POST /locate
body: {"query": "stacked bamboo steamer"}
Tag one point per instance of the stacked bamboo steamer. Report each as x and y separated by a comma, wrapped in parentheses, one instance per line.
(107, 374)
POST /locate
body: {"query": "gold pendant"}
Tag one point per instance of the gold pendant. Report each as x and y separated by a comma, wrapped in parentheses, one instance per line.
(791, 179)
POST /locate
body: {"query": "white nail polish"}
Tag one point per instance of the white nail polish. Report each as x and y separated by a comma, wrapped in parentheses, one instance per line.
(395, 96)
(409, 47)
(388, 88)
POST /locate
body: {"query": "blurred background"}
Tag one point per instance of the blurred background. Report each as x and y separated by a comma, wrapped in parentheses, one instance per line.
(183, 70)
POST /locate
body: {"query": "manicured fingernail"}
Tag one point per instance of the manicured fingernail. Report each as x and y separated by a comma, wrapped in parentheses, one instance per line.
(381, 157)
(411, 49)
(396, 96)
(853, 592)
★ ★ ★
> Exercise details
What lines in the listing include the string "query"? Copy them out.

> Reply to the exercise
body: {"query": "stacked bamboo steamer"}
body: {"query": "gold pendant"}
body: {"query": "white nail polish"}
body: {"query": "blurred background"}
body: {"query": "manicured fingernail"}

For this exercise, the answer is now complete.